TASK INSTRUCTIONS => Reproduce every line of the listing below verbatim, without altering, adding, or omitting anything.

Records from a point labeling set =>
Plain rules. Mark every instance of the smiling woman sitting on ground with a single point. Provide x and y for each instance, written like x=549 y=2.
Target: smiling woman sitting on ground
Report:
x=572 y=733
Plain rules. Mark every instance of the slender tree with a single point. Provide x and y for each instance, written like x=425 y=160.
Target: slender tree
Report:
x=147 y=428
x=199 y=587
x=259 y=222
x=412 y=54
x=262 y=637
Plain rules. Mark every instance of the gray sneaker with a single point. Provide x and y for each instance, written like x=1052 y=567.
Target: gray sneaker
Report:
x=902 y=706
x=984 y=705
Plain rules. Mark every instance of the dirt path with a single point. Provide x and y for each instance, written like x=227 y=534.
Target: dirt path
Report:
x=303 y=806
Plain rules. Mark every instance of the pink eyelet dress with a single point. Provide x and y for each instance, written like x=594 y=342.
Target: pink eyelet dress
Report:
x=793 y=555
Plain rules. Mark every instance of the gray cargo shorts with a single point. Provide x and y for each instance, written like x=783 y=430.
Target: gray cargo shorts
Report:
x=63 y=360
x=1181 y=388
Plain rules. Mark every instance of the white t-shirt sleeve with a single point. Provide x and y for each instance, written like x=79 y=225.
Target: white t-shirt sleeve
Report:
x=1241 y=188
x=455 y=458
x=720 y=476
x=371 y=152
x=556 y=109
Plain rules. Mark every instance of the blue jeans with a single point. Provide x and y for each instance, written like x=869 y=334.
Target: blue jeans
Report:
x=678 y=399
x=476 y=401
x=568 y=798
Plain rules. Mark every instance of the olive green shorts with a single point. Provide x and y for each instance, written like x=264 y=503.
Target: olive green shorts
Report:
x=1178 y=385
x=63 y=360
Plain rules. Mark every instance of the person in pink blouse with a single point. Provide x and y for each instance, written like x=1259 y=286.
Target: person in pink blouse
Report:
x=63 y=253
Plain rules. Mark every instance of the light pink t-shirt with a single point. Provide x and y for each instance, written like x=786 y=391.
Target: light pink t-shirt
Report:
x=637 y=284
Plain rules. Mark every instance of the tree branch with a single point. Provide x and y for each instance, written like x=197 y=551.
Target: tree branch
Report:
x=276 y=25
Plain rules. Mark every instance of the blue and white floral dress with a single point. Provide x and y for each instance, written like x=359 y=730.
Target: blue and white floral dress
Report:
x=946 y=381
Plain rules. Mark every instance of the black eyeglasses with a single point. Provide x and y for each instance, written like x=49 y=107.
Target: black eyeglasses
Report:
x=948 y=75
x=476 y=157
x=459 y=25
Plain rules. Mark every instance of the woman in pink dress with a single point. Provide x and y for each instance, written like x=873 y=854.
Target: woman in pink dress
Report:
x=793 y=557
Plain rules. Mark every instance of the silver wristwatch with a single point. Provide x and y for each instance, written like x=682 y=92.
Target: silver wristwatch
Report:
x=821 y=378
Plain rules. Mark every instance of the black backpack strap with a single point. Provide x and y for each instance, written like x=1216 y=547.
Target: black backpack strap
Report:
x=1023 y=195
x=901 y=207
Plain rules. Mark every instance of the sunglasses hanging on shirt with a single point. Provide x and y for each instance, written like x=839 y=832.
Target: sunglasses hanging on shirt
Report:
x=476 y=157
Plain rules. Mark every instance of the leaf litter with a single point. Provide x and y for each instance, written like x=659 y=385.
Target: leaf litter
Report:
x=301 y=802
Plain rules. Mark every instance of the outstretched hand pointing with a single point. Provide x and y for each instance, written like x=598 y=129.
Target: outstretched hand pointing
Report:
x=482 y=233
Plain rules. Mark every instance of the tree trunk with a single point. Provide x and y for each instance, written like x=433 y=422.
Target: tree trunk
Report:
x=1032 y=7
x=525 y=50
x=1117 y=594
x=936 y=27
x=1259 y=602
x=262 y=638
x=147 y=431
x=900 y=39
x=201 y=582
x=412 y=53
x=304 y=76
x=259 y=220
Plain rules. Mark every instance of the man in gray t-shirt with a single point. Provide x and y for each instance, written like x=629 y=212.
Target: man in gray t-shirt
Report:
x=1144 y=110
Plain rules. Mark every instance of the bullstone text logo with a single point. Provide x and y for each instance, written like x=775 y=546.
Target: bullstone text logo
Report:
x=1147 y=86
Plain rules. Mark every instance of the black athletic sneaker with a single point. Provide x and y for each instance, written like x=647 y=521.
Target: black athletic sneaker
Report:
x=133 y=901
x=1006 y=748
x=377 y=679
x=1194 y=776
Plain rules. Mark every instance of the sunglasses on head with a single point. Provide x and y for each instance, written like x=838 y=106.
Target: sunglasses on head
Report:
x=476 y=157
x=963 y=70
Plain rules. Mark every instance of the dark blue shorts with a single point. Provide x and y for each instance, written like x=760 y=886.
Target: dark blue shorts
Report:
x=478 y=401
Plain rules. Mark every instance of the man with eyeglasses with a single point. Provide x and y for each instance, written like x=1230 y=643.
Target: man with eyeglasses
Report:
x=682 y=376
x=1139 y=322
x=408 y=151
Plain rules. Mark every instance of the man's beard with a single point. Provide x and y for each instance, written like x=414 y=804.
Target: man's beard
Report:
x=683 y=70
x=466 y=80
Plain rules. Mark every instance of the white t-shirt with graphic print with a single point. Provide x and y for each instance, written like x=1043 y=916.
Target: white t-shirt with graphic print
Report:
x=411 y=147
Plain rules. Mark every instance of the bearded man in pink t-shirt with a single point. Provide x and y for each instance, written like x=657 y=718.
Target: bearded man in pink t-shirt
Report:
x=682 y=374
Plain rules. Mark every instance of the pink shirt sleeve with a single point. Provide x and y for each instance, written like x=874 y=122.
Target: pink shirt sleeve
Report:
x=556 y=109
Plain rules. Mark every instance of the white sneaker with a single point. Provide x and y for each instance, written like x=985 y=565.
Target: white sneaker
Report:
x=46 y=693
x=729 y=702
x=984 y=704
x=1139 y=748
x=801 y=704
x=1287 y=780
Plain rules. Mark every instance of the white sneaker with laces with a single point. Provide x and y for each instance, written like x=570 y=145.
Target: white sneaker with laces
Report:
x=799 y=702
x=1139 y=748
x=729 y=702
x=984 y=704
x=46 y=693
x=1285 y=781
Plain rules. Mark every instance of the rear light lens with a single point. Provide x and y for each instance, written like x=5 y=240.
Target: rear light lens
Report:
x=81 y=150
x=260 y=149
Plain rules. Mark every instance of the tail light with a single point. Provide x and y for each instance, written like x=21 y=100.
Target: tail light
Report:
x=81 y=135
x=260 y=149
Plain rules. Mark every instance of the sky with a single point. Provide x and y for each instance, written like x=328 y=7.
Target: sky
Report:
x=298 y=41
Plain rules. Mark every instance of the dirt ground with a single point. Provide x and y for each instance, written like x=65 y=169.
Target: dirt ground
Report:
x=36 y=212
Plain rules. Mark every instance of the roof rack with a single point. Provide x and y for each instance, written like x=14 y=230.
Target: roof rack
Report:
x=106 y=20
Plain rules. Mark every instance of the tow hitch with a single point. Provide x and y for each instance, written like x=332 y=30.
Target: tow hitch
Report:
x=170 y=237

SOLVED PROBLEM =>
Plain rules. Mark every instance of the smiling woman sitting on ground with a single point. Provide x and y for each instance, written like x=549 y=2.
Target: smiling woman sitting on ground
Report:
x=572 y=733
Plain rules. Mark every instance of the slender tree with a single point. Provide x and y for each instance, written like x=425 y=160.
Target: slender tree
Report:
x=147 y=428
x=199 y=587
x=259 y=222
x=412 y=54
x=262 y=637
Plain rules. Mark every instance of the gray sneaker with a single point. Provide x and y for each instance, written like x=1052 y=567.
Target: gray sneaker
Report:
x=902 y=706
x=984 y=705
Plain rules. Mark every instance of the dirt path with a single point. Provide x and y for each instance, written like x=227 y=534.
Target: dirt path
Report:
x=303 y=806
Plain rules. Mark every instance of the pink eyelet dress with a single point. Provide x and y for each instance, written like x=594 y=342.
Target: pink eyelet dress
Report:
x=793 y=555
Plain rules. Mark every instance of the gray cargo shorts with a single point. Provide x and y for each instance, written like x=783 y=430.
Target: gray cargo shorts
Report:
x=63 y=360
x=1181 y=388
Plain rules. Mark every instance of the white t-shirt sleeve with a single point. Provide x and y for each instance, written like x=79 y=225.
Target: white t-shirt sleeve
Report:
x=1241 y=188
x=455 y=458
x=720 y=476
x=371 y=152
x=556 y=109
Plain rules. Mark every instance of the blue jeans with a single point. Provide x and y for each instance, written like x=869 y=334.
Target: blue jeans
Report:
x=678 y=399
x=476 y=401
x=568 y=798
Plain rules. Mark every instance of the olive green shorts with a single point. Provide x and y for each instance, written like x=264 y=503.
Target: olive green shorts
Report:
x=1178 y=385
x=63 y=360
Plain rules. Mark every instance of the person in pink blouse with a single point. Provide x and y for each instance, written like x=1259 y=286.
Target: person in pink blouse
Report:
x=63 y=253
Plain rules. Mark every instance of the light pink t-shirt with a single point. Provide x and y for each instance, written like x=786 y=391.
Target: light pink t-shirt
Report:
x=637 y=284
Plain rules. Mark every instance of the tree branch with a single point. Provide x and y for each instance, written like x=197 y=551.
Target: tree branch
Report:
x=276 y=25
Plain rules. Mark every instance of the blue and white floral dress with a single point. Provide x and y for each instance, written like x=359 y=730.
Target: blue and white floral dress
Report:
x=946 y=381
Plain rules. Mark every instance of the black eyeglasses with a single point. Provide x and y for each instance, written like x=49 y=107.
Target: black eyeglasses
Report:
x=948 y=75
x=476 y=157
x=459 y=25
Plain rules. Mark every instance of the woman in pink dress with a single point. Provide x and y for each instance, written like x=873 y=854.
Target: woman in pink dress
Report:
x=793 y=557
Plain rules. Mark every instance of the silver wristwatch with a single point. Provide x and y for each instance, written like x=682 y=92.
Target: silver wristwatch
Report:
x=821 y=378
Plain rules. Mark every instance of the black backpack strap with a single point. Provide x and y for each instance, written like x=1216 y=547.
Target: black backpack strap
Report:
x=1023 y=195
x=901 y=207
Plain rules. Mark every instance of the sunglasses hanging on shirt with a single point. Provide x and y for each instance, written like x=839 y=832.
Target: sunglasses hanging on shirt
Report:
x=476 y=157
Plain rules. Mark every instance of the leaf litter with a single point. Provide x and y for each instance, written like x=659 y=385.
Target: leaf litter
Report:
x=301 y=802
Plain rules. Mark every instance of the outstretched hand pointing with a single point. Provide x and y for each instance, written like x=598 y=129.
Target: outstretched hand pointing
Report:
x=482 y=233
Plain rules. Mark every instance of the tree trunk with a single point. Provide x and y for each instance, written like x=433 y=422.
Target: tree trunk
Report:
x=1032 y=7
x=525 y=50
x=1117 y=594
x=936 y=27
x=1259 y=602
x=262 y=638
x=147 y=431
x=900 y=39
x=201 y=582
x=412 y=53
x=304 y=76
x=259 y=220
Plain rules. Mark every instance of the man in gray t-shirt with a single point. Provide x and y for each instance, written like x=629 y=212.
Target: man in gray t-shirt
Report:
x=1144 y=110
Plain rules. Mark every instance of the bullstone text logo with a single point. Provide x and y for each instance, written like x=775 y=546.
Target: bullstone text logo
Report:
x=1147 y=86
Plain rules. Mark every instance of the black athletic sneaker with a single point. Provide x and y for each instance, written like x=647 y=521.
Target: black athletic sneaker
Report:
x=133 y=901
x=1006 y=748
x=377 y=679
x=1194 y=776
Plain rules. Mark every instance of the sunglasses on head with a single point. Provide x and y for each instance, written like x=838 y=106.
Target: sunglasses on head
Report:
x=476 y=157
x=963 y=70
Plain rules. Mark every instance of the dark blue shorts with a single point. Provide x and y for each instance, written like x=760 y=886.
Target: dark blue shorts
Report:
x=478 y=401
Plain rules. Mark every instance of the man with eyeglasses with a single point. Provide x and y for each instance, written like x=1230 y=643.
Target: man with eyeglasses
Report:
x=682 y=376
x=1139 y=322
x=408 y=151
Plain rules. Mark every instance of the man's beard with a single point. Provide x and y for each instance, written like x=414 y=804.
Target: man's beard
Report:
x=683 y=70
x=466 y=80
Plain rules. Mark every instance of the white t-shirt with graphic print with a single point. Provide x and y for each instance, written like x=1043 y=916.
Target: white t-shirt with graphic print
Report:
x=411 y=147
Plain rules. Mark every instance of the bearded man in pink t-shirt with a single point. Provide x and y for each instance, written like x=657 y=718.
Target: bearded man in pink t-shirt
Report:
x=682 y=374
Plain rules. Mark every instance of the pink shirt sleeve with a single point. Provide x and y for each instance, written like x=874 y=122.
Target: pink shirt sleeve
Report:
x=556 y=109
Plain rules. Mark every instance of the white sneaker with a single point. Provide x and y for each instance, written like x=985 y=565.
Target: white sneaker
Report:
x=46 y=693
x=729 y=702
x=984 y=704
x=1139 y=748
x=801 y=704
x=1287 y=780
Plain rules. Mark every instance of the white sneaker with laces with a single point. Provide x and y for each instance, written like x=570 y=145.
Target: white sneaker with laces
Report:
x=799 y=702
x=1139 y=748
x=729 y=702
x=984 y=704
x=46 y=693
x=1285 y=781
Plain rules. Mark every instance of the rear light lens with a single point. Provide x and y for each instance, written like x=5 y=240.
Target: rear light lens
Report:
x=81 y=150
x=260 y=149
Plain rules. Mark every instance of the tail light with a single point. Provide x and y for each instance, written like x=21 y=100.
Target: tail light
Report:
x=81 y=135
x=260 y=149
Plain rules. Mark every instance of the sky with a single point. Provide x and y for each instance, written like x=328 y=7.
Target: sky
Report:
x=298 y=41
Plain rules. Mark every instance of the dirt ground with a single point. Provide x and y for each instance, written like x=65 y=169.
Target: dirt ground
Report:
x=36 y=212
Plain rules. Mark every instance of the roof rack with a single point. Provide x and y for each instance, written like x=14 y=230.
Target: roof rack
Report:
x=106 y=20
Plain rules. Mark every instance of the tow hitch with a single point. Provide x and y for each instance, written like x=332 y=30.
Target: tow hitch
Report:
x=170 y=237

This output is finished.